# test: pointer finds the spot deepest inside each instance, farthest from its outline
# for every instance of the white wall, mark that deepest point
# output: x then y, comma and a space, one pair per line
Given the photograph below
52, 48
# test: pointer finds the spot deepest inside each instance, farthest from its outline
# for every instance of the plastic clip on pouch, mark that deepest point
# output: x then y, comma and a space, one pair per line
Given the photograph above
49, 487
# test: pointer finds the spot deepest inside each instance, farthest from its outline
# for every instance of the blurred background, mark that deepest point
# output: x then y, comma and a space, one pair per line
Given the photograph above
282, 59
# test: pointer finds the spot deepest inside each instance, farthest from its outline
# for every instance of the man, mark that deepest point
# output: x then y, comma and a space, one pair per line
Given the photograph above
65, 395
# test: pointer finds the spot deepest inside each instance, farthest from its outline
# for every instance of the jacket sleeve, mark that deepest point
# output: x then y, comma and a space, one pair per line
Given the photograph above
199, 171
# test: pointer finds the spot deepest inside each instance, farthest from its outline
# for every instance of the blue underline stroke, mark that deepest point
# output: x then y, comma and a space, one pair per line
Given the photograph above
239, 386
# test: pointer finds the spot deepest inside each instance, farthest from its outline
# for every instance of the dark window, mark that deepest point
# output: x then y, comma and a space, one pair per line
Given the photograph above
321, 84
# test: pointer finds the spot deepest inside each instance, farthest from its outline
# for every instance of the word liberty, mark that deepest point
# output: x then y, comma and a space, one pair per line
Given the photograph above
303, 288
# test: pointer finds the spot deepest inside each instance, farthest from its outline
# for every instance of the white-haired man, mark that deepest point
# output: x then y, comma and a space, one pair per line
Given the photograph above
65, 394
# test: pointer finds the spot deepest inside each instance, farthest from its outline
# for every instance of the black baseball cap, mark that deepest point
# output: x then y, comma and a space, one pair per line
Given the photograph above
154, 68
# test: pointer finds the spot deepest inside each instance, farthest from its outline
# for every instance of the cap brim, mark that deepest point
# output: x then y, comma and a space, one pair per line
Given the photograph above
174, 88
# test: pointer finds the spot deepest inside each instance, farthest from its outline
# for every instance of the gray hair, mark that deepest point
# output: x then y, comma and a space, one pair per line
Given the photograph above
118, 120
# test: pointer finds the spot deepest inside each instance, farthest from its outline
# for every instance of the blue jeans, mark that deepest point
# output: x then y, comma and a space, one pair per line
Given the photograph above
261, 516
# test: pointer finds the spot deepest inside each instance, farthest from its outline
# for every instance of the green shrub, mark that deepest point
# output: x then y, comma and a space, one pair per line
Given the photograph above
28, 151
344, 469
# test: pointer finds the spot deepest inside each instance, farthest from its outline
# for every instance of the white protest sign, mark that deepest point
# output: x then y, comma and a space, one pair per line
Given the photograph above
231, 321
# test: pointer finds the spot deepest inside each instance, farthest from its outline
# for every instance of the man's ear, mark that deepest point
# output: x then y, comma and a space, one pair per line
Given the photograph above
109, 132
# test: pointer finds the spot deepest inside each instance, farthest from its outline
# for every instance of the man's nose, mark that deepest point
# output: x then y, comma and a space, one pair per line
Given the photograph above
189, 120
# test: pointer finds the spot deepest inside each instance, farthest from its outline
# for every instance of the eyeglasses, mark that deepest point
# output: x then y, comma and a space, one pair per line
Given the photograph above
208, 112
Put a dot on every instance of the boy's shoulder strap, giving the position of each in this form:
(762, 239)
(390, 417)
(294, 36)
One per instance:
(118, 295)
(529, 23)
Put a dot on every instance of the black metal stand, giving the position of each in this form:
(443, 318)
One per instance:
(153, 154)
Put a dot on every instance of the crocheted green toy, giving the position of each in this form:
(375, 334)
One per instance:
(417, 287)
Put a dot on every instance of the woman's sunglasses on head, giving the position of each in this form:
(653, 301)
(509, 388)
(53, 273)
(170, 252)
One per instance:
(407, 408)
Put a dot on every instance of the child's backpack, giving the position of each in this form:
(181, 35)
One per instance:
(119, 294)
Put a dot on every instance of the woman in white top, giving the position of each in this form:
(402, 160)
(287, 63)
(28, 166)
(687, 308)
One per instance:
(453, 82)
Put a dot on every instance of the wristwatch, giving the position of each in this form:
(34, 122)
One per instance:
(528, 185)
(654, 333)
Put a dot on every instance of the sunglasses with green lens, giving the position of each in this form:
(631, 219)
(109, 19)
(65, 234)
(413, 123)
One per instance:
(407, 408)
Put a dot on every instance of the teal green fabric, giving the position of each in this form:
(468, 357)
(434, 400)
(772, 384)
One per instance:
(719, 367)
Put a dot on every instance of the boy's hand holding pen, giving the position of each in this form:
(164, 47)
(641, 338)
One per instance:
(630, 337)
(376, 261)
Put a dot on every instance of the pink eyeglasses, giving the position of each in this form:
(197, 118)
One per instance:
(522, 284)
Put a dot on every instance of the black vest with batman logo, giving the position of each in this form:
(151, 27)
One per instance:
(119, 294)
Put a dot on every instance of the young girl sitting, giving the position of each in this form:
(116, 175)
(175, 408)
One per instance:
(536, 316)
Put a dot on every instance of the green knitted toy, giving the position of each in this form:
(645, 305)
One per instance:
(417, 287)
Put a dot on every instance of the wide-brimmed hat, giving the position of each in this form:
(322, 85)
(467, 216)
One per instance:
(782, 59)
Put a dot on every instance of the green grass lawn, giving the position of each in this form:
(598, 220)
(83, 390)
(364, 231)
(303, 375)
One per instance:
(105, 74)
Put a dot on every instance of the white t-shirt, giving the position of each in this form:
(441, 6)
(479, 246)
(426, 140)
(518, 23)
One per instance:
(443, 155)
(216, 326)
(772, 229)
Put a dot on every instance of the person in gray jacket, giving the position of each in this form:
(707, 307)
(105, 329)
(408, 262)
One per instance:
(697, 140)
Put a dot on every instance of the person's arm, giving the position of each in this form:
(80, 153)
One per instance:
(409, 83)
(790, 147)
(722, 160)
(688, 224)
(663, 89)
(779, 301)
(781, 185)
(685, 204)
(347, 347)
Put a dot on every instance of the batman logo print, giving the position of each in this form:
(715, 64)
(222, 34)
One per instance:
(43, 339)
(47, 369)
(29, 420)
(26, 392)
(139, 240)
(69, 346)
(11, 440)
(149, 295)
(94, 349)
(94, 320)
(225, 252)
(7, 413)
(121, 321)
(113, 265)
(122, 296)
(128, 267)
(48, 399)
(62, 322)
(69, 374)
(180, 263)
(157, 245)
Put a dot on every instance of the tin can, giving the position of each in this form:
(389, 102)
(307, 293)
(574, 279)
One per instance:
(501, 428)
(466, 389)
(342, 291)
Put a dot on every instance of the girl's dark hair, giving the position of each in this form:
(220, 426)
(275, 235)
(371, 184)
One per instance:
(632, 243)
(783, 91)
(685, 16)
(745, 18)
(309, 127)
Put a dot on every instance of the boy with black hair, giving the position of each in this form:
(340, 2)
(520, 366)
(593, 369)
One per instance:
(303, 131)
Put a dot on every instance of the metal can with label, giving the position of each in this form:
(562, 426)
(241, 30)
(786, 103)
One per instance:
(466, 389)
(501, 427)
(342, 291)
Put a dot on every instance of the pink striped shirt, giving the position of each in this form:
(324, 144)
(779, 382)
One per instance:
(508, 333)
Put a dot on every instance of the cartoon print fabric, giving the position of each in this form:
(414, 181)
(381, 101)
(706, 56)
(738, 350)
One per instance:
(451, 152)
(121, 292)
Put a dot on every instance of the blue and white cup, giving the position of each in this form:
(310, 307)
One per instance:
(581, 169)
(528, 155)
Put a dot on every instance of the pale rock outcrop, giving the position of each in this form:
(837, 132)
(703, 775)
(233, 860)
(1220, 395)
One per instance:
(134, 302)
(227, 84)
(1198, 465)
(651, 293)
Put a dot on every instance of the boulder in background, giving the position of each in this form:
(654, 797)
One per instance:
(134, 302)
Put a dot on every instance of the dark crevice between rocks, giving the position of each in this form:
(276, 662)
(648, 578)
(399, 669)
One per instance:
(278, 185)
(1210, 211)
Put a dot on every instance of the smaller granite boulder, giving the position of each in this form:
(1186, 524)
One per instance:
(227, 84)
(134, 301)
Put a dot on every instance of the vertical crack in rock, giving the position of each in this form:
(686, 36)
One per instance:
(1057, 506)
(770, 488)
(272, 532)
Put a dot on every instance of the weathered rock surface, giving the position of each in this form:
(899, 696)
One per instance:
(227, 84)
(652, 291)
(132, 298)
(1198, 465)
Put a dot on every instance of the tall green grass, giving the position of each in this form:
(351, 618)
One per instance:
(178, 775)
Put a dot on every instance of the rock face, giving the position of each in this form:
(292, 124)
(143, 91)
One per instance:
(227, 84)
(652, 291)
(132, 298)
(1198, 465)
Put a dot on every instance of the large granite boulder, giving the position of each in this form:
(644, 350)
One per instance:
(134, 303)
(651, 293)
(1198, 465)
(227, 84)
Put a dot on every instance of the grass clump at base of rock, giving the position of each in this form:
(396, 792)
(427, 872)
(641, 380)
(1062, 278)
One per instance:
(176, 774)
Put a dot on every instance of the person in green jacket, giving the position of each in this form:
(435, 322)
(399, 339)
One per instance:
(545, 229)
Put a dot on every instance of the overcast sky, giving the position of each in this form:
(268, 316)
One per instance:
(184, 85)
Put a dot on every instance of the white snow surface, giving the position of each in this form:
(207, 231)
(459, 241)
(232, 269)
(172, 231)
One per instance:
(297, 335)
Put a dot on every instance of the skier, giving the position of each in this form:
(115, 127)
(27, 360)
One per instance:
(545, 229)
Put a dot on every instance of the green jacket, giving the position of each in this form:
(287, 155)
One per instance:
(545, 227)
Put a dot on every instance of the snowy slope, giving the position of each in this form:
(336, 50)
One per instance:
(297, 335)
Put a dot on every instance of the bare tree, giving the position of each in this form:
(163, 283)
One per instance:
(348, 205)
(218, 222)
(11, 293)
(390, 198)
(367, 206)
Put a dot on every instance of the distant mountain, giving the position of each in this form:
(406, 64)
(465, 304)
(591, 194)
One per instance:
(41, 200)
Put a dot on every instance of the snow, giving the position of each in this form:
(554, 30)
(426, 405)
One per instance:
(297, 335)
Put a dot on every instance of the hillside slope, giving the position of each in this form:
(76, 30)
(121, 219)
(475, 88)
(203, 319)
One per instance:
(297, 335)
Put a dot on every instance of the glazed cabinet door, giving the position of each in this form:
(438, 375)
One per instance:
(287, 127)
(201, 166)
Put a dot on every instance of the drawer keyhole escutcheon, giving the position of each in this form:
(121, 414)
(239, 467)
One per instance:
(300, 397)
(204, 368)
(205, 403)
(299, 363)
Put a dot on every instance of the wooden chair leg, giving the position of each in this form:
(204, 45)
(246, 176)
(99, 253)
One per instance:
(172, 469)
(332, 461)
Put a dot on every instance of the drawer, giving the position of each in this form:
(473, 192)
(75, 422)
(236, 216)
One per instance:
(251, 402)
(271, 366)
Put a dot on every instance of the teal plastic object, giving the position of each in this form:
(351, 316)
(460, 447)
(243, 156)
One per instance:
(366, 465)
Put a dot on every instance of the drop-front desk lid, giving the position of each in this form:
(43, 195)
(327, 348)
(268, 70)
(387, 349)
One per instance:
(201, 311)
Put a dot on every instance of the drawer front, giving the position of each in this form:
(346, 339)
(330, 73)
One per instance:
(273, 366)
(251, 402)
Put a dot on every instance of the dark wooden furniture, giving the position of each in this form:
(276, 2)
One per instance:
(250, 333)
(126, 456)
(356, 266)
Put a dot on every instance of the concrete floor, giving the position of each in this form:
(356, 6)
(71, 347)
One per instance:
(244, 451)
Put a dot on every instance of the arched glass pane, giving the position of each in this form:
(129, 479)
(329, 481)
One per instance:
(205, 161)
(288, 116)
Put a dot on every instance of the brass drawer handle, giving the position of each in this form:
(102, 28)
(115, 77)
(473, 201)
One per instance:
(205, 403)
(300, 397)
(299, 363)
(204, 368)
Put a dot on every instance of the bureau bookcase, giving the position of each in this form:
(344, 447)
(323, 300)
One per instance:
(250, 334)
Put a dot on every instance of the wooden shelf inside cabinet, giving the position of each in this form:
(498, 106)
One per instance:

• Goal of the exercise:
Write out again, unchanged, every line from the line containing "Put a dot on every instance of the arched" to the final line of the material above.

• Reply:
Put a dot on every instance of the arched glass pane, giving the position of each in this form:
(129, 479)
(329, 481)
One per instance:
(205, 161)
(288, 116)
Put a dot on every instance of the brass drawer handle, giving the position of each in this form:
(102, 28)
(115, 77)
(473, 201)
One per instance:
(205, 403)
(300, 397)
(299, 363)
(204, 368)
Put a dot on every instance of the bureau bookcase, giving the position of each in this form:
(344, 447)
(323, 300)
One per instance:
(250, 334)
Put a dot on every instance of the wooden shelf inside cabinet, giving the position of each in this form:
(498, 106)
One per instance:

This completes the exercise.